### Task statement
In the data below, find every line with the word "concrete" and copy it.

### Records provided

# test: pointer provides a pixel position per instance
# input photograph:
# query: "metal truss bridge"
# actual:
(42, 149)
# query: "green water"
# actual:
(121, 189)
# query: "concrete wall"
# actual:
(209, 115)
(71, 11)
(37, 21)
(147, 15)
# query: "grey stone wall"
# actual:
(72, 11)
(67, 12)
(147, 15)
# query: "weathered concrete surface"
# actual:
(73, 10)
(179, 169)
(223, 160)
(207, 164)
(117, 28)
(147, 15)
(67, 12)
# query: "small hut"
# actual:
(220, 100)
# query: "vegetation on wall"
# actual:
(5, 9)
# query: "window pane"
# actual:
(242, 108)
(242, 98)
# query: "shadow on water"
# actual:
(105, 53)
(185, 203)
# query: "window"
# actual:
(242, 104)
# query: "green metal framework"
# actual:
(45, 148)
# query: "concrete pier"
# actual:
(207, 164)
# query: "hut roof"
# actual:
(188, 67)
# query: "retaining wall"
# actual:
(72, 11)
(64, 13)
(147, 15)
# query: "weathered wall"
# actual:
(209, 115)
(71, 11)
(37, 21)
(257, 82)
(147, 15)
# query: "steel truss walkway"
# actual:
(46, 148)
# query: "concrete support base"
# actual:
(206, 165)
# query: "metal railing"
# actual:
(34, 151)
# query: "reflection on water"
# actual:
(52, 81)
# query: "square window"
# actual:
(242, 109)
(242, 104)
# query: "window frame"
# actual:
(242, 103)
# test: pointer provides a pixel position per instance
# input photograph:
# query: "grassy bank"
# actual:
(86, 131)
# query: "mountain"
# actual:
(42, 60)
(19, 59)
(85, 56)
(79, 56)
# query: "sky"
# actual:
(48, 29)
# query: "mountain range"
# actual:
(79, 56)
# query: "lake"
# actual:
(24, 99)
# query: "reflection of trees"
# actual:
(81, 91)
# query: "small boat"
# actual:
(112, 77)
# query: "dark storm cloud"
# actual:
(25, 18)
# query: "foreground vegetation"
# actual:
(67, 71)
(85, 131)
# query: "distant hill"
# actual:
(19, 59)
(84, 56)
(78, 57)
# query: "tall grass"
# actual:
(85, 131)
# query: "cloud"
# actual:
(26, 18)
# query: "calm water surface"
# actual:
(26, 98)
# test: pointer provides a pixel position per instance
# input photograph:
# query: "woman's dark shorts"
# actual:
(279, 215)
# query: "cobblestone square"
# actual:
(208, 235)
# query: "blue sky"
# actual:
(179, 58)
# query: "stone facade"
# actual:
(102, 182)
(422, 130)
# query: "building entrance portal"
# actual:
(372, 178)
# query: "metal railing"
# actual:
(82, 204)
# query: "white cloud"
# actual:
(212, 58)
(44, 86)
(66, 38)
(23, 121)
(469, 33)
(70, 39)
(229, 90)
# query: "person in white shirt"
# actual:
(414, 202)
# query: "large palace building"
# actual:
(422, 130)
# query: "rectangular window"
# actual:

### Completed task
# query: "concrete wall"
# query: "weathered concrete surface"
# query: "concrete pier"
# query: "concrete support base"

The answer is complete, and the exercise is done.